## Consigne
Poursuivez la tribune sur les dettes publiques face à la crise du coronavirus en reprenant juste après sa dernière phrase.
---- Texte fourni
Réjouissez-vous!

PAR MICHEL SANTI

Le monde actuel, du haut de ses endettements d’ores et déjà substantiels, peut-il se permettre les stimuli pharaoniques et injections massives de liquidités décrétés par les Etats occidentaux à la faveur de la crise actuelle ? Mauvaise question, à vrai dire, car nous devrions plutôt nous rendre compte que nous ne pourrions aujourd’hui nous permettre – tant sur les plans humain qu’économique – de nous en passer. Car cette pandémie oblige (enfin) le dernier carré des récalcitrants en matière d’orthodoxie à envisager des solutions qu’ils auraient excommunié il y a encore quelques semaines. Cette crise aura donc eu raison de l’ordolibéralisme fade, prévisible et sans aucune imagination ayant prévalu dans nombre de pays européens. Ils sont tous enfin devenus keynésiens – au moins dans la lettre – car ils ont changé d’avis lorsque les faits ont changé, comme ne cessait de le clamer le maître.
 
Car, pour l’économie et pour la finance, il y aura – comme pour la philosophie, les sciences sociales et la littérature – un avant et un après coronavirus. Face à un événement menaçant notre vie et celle de nos proches, il fut en effet facile et naturel pour les Etats même les plus fétichistes de transcender les tabous en matière de rigueur comptable et de briser l’idole de l’équilibre budgétaire. Allons-donc plus loin dans cette dynamique, en remontant le passé car l’Histoire nous enseigne que le jubilé fut une solution efficace, élégante et humaine à travers les millénaires et les siècles d’éponger les dettes et de faire table rase des obligations afin de soulager les débiteurs et de leur éviter de sombrer dans la misère.
--------
---- Entrées fournies
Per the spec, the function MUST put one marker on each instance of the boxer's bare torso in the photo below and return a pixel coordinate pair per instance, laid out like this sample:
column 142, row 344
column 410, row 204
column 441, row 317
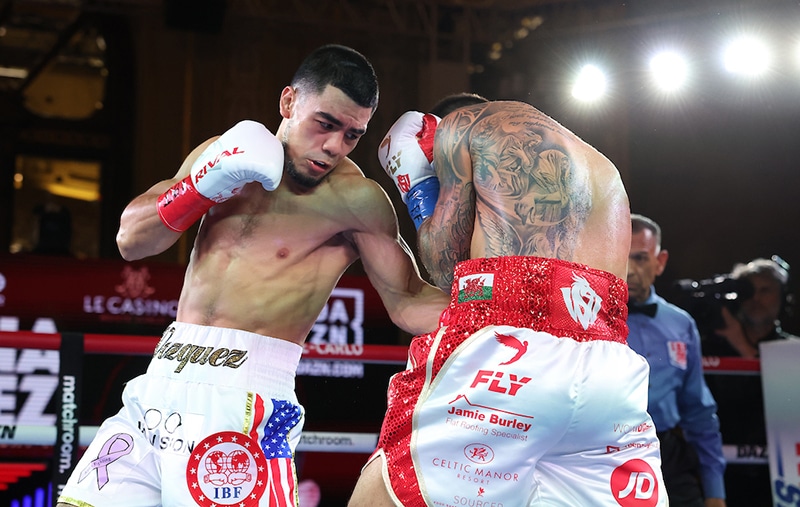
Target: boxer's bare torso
--------
## Réponse rédigée
La loi Mosaïque ayant imposé un jubilé tous les 50 ans avait à cœur de maintenir ainsi la cohésion sociale faute de quoi – comme l’affirmait Isaïe – les petits seraient éternellement condamnés à rester esclaves des puissants. Selon Saint-Luc, Jésus lui-même déroula le Grand Rouleau d’Isaïe à l’occasion de son premier sermon pour plaider en faveur de l’effacement des dettes et proclamer l’année du Jubilé. Débiteurs asservis à leurs créanciers, nations qui en viennent à perdre leurs forces vives, économie tétanisée et conditionnée par des dettes qui doivent être soldées, petite élite qui absorbe à son profit exclusif les richesses et ressources… le parallèle avec la période actuelle n’est-il pas saisissant ? Tandis que l’effacement des dettes rend libre et autorise à nouveau toutes les initiatives, à l’instar du jubilé consenti par les Alliés à l’Allemagne en 1948 sur 90% de ses dettes ayant induit dans ce pays un authentique miracle économique.
 
Ce mois de mars 2020 sera donc celui du grand tournant, caractérisé par des considérations financières n’ayant plus aucune prise sur notre manière de gérer la crise, et il faut nous en réjouir et l’apprécier. La toute puissance de l’argent qui cède enfin la place à la lutte contre la maladie, au deuil face à la mort de proches ou à la détresse du chômage. Jusque-là, la gestion de cette crise par nos gouvernants aura permis de transformer des pertes individuelles en une victoire collective. La prochaine étape pour eux sera d’admettre que toutes les dettes ne seront pas remboursées.